### TASK DETAILS
Reproduce each of the entries below word for word, with every character unchanged.
───── PROVIDED RECORDS ─────
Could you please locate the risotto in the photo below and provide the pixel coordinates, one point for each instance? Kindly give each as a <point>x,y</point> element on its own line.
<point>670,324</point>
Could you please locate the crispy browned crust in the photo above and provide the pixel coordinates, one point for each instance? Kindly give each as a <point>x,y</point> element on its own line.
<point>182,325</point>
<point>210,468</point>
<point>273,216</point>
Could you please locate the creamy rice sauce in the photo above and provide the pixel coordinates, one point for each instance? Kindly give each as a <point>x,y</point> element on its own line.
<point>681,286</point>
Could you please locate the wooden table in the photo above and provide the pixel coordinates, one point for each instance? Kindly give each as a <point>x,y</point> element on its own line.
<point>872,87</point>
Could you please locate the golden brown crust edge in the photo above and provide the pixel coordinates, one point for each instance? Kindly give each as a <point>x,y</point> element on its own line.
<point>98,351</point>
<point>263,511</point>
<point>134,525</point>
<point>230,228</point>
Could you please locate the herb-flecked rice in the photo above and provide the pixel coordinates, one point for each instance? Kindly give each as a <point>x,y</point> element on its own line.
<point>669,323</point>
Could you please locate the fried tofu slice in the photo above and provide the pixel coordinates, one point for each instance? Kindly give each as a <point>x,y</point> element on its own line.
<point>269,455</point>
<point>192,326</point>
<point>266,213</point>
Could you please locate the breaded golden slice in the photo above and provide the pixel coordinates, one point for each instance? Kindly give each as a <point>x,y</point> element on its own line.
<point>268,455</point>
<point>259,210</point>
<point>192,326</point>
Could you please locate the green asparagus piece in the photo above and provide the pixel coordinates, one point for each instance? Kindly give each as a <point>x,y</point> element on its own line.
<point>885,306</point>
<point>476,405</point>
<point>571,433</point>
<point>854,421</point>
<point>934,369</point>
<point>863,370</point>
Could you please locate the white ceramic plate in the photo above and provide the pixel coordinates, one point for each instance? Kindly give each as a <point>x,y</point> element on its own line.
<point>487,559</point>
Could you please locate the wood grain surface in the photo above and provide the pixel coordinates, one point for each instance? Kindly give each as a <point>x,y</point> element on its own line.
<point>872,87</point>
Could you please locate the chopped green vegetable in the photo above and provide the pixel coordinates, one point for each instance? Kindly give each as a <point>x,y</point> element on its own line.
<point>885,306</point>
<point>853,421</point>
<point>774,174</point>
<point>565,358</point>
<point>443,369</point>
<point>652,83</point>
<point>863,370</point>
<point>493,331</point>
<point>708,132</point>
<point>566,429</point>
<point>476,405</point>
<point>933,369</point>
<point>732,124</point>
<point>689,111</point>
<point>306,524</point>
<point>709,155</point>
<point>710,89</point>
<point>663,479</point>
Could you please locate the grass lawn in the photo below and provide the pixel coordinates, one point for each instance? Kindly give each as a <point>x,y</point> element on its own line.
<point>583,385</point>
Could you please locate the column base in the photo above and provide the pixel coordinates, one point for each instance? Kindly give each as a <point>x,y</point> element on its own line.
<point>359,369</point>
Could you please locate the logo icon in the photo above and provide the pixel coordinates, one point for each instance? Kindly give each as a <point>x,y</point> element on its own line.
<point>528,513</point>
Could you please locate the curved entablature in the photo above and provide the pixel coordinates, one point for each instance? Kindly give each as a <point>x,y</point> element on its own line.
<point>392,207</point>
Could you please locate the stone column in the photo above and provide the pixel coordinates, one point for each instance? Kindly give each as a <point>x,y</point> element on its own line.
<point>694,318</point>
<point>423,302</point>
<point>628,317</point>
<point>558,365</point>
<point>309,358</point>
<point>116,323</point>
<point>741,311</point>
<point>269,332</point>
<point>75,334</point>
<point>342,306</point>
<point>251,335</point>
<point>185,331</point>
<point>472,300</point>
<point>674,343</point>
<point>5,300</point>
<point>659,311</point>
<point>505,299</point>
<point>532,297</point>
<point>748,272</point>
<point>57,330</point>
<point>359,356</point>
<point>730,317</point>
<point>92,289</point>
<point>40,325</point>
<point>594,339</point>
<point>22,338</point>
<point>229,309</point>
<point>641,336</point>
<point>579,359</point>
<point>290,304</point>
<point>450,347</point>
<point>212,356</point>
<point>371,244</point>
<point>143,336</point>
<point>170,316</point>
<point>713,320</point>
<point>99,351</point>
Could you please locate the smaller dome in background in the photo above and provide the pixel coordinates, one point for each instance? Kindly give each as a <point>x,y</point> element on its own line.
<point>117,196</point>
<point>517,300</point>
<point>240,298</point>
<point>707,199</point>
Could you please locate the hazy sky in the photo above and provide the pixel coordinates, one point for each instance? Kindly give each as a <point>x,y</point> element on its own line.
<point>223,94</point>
─────
### OUTPUT OF THE TASK
Could you please locate the risotto in the photo below and provide the pixel coordinates, one point for each instance? Kindly give each as a <point>x,y</point> element on its own line.
<point>670,324</point>
Could you please locate the crispy browned crust in the photo above and provide the pixel coordinates, one point for each instance? Kindly give each as a <point>x,y</point> element on its own line.
<point>182,325</point>
<point>210,468</point>
<point>273,216</point>
Could you please locate the creamy rice sauce in the photo above and provide the pixel coordinates, one point for each instance? Kindly give each as a <point>x,y</point> element on its own line.
<point>681,286</point>
Could you please locate the wooden table in the photo above and provide the pixel coordinates, one point for each instance? Kindly give each as a <point>x,y</point> element on its own line.
<point>872,87</point>
Could you please locate the golden brown crust edge in the photo above and provide the pixel coordinates, one point for each instance? Kindly give each as a <point>x,y</point> element on its own line.
<point>98,351</point>
<point>263,511</point>
<point>134,525</point>
<point>230,228</point>
Could you please locate the herb-flecked rice in the photo above and provide the pixel coordinates, one point for each instance? Kindly give each as a <point>x,y</point> element on its own line.
<point>669,323</point>
Could you please locate the fried tofu slice in the photo above and provide the pixel coordinates, one point for each instance? Kindly give each as a <point>x,y</point> element on its own line.
<point>269,455</point>
<point>192,326</point>
<point>266,213</point>
Could you please locate the breaded golden slice in the photo above and provide the pixel coordinates, one point for each instance? Kindly give each as a <point>x,y</point> element on its own line.
<point>268,455</point>
<point>259,210</point>
<point>192,326</point>
Could you please locate the green asparagus piece in the photo above and provide the pixel coordinates, one point for each instance? Kindly give each as a <point>x,y</point> element on its own line.
<point>885,306</point>
<point>476,405</point>
<point>571,433</point>
<point>854,421</point>
<point>934,369</point>
<point>863,370</point>
Could you please locate the white ceramic plate in the photo above and provide the pixel coordinates, one point for each instance? Kindly give each as a <point>x,y</point> element on its own line.
<point>487,559</point>
Could you please locate the wood grain surface in the photo above and provide the pixel coordinates, one point for each instance? Kindly give each as a <point>x,y</point> element on its own line.
<point>872,87</point>
Could you please locate the chopped green vegetable in the photo above and provide the pixel coordinates, one point for each instance? Kindly give each as a <point>x,y</point> element on its own line.
<point>885,306</point>
<point>853,421</point>
<point>774,174</point>
<point>565,358</point>
<point>443,369</point>
<point>652,83</point>
<point>863,370</point>
<point>493,331</point>
<point>708,132</point>
<point>566,429</point>
<point>476,405</point>
<point>933,369</point>
<point>732,124</point>
<point>689,111</point>
<point>306,524</point>
<point>709,155</point>
<point>710,89</point>
<point>663,479</point>
Could you please locate the grass lawn in the photo below and provide the pixel coordinates, one point for each instance? Kindly give each as a <point>x,y</point> element on its own line.
<point>583,385</point>
Could you please locate the column base in the photo above and provide the pixel coordinates, one point for each instance? Kindly give each as a <point>x,y</point> element on its own line.
<point>359,369</point>
Could you please locate the logo icon in the photo above and provide the pixel coordinates, one point for each instance? Kindly give each as a <point>x,y</point> element on its own line.
<point>528,513</point>
Could you please locate the curved entablature in the photo above and provide the pixel coordinates, one point for each instance? Kindly give each as a <point>x,y</point> element on its own line.
<point>392,207</point>
Could you please locate the stone column in the photo above and provide the pixel coordinates, one point for each instance? Kindly give each as a <point>x,y</point> element on its own line.
<point>694,318</point>
<point>423,302</point>
<point>628,317</point>
<point>558,365</point>
<point>309,358</point>
<point>116,323</point>
<point>741,311</point>
<point>269,332</point>
<point>75,334</point>
<point>342,306</point>
<point>251,335</point>
<point>185,331</point>
<point>472,300</point>
<point>674,343</point>
<point>5,300</point>
<point>659,311</point>
<point>505,299</point>
<point>532,297</point>
<point>748,272</point>
<point>57,330</point>
<point>359,356</point>
<point>730,317</point>
<point>92,289</point>
<point>40,325</point>
<point>594,339</point>
<point>22,338</point>
<point>229,309</point>
<point>641,336</point>
<point>579,359</point>
<point>290,304</point>
<point>450,347</point>
<point>212,356</point>
<point>371,244</point>
<point>143,336</point>
<point>170,316</point>
<point>713,320</point>
<point>99,351</point>
Could you please locate the smaller dome in background in the photo above and provide the pixel coordinates, one point for each instance? Kindly give each as a <point>x,y</point> element on its own line.
<point>117,196</point>
<point>517,300</point>
<point>240,298</point>
<point>707,199</point>
Could you please locate the hazy sky in the photo above and provide the pixel coordinates, one point for each instance? Kindly give each as a <point>x,y</point> element on its own line.
<point>223,94</point>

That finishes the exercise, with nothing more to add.